Selected passage —
══════════════════════════════

Were Yemenite Babies Really Stolen?

It has been called Israel’s most enduring mystery—the fate of some 1,500 babies born to Yemenite Jews who disappeared shortly after the nation’s founding. Some claimed they had died. Others said they were stolen and sold to Ashkenazic patients. Then a few months ago, a woman living in California announced that she had been one of those children sold and that she had found her mother after more than 45years. Her trip to Israel for the reunion kicked off a firestorm of press coverage, but the mystery was far from solved.

Members of the Yemenite Jewish community in Israel and the United States have been claiming for four decades that hundreds of Yemenite babies were sold for adoption in the chaos of the nation’s early days. Some 45,000 Yemenite Jews were airlifted to Israel in “Operation Margie Carpet” from 1948 to 1950 and placed in squalid refugee camps. Many were separated from their children, and some parents say they were told their children had died from malnutrition, malaria or other diseases. Eighteen years later, when draft notices for these children started arriving, these parents clamored for answers and the first of three government commissions was created.

The third of these commissions is currently meeting, interviewing witnesses about what happened in those early years, Yemenites, however, continue to claim a coverup. Babies were sold by doctors, nurses and relief officials, they say, because they believed dark-skinned Yemenite Jews had a better chance of becoming productive Zionists if they were adopted by Ashkenazic Jews.

Tzila Levine, a housewife and former Sunday school teacher living in America the past 18 years, always had wondered where she came from. She was the only dark-skinned girl where she grew up near Haifa, and her Polish parents told her they adopted her from a doctor’s house filled with babies. Adoption officials in Israel told her they had no records of her at all. She virtually gave up on finding her origins until she saw Sampson Giat, head of the Yemenite Jewish Federation of America, talking about the mystery on cable television.

══════════════════════════════

Information —

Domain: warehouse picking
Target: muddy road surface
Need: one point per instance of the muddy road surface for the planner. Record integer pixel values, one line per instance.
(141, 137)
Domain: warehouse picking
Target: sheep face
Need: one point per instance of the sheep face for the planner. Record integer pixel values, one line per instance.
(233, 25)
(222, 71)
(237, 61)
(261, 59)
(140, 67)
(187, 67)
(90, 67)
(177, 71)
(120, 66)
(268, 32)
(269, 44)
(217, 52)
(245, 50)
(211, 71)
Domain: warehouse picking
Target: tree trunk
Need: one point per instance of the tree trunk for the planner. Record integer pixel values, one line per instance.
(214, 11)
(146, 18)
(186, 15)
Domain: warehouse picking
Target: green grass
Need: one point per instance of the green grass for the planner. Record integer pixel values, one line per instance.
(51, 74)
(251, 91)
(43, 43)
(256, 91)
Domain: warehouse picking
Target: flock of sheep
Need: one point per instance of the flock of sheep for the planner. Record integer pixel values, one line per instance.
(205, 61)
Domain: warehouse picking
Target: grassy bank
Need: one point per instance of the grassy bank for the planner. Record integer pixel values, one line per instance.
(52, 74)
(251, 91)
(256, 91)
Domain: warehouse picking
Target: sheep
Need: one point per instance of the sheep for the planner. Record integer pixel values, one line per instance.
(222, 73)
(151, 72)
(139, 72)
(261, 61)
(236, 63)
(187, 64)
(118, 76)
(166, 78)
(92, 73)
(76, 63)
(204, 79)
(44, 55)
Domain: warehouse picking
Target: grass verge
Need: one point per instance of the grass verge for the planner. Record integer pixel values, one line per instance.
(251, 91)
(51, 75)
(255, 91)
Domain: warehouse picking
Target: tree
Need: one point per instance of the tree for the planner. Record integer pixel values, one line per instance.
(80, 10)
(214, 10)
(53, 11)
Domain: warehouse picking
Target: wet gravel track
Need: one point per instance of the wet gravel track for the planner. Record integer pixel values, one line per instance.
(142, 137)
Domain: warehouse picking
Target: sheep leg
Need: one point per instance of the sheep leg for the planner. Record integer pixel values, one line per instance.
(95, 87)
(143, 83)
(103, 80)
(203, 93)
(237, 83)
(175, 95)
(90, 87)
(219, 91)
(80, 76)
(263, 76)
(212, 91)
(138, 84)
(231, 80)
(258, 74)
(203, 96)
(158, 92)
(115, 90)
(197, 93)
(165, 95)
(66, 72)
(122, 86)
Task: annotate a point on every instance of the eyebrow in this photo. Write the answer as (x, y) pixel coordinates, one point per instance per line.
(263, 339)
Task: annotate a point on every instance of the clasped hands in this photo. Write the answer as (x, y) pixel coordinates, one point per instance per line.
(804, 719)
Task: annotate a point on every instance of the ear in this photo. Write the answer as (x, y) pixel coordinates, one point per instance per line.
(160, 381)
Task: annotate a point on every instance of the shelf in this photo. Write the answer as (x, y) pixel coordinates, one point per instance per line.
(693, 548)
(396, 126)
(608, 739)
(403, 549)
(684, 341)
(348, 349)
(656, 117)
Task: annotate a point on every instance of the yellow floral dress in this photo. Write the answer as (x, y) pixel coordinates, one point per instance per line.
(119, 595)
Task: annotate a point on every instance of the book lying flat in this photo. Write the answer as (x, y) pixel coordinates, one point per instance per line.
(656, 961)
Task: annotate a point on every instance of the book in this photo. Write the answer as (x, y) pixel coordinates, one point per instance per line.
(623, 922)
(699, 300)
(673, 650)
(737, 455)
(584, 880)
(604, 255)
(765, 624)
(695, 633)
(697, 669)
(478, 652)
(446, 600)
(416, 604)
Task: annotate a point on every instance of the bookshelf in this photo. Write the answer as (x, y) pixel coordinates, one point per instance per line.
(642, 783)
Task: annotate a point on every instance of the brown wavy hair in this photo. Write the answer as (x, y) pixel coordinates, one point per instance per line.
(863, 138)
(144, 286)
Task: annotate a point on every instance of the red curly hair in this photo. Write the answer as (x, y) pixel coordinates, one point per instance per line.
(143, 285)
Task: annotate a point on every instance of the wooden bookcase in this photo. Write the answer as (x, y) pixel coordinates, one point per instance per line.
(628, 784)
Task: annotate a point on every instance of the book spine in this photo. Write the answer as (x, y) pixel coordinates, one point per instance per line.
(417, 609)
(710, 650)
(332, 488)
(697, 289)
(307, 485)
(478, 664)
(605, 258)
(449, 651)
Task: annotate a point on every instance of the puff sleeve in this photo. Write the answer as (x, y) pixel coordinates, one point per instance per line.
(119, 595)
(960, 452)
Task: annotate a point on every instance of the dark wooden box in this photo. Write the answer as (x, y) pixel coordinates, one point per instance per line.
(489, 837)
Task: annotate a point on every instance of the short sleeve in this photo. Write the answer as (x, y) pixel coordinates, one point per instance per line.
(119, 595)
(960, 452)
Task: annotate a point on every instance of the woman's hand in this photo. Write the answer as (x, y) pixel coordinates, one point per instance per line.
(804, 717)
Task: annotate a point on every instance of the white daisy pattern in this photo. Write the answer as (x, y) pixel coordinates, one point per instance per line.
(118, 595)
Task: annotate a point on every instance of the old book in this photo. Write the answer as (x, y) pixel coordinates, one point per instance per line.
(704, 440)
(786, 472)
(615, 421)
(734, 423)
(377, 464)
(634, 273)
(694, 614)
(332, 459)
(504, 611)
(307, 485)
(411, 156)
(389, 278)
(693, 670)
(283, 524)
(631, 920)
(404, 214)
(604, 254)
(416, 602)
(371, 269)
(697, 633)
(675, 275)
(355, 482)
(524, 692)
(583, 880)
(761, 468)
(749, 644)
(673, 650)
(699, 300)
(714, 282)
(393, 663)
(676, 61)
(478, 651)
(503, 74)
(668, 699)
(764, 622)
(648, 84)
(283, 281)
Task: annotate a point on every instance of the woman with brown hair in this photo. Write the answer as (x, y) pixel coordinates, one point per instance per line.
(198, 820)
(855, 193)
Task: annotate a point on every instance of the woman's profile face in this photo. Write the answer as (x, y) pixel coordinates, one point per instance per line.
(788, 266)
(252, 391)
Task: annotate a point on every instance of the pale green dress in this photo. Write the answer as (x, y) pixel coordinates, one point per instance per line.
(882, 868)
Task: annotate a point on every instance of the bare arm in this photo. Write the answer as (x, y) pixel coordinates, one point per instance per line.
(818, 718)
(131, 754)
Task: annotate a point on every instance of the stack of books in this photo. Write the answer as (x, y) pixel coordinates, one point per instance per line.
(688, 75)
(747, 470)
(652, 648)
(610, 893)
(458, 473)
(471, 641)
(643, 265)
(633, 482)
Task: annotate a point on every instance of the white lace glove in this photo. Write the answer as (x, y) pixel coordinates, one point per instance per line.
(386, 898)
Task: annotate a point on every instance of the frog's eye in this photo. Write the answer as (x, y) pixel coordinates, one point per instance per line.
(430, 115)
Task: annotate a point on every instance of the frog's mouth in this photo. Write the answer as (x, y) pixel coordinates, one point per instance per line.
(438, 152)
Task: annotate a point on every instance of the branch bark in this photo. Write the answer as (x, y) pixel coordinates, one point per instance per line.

══════════════════════════════

Required work —
(a) In the passage on the Yemenite babies, how many Yemenite Jews were airlifted to Israel from 1948 to 1950?
(b) Rewrite the Yemenite babies passage from "The third of" up to and including "by Ashkenazic Jews.", swapping "relief officials" for "camp administrators".

Solution list —
(a) Some 45,000 Yemenite Jews were airlifted to Israel.

(b)
The third of these commissions is currently meeting, interviewing witnesses about what happened in those early years, Yemenites, however, continue to claim a coverup. Babies were sold by doctors, nurses and camp administrators, they say, because they believed dark-skinned Yemenite Jews had a better chance of becoming productive Zionists if they were adopted by Ashkenazic Jews.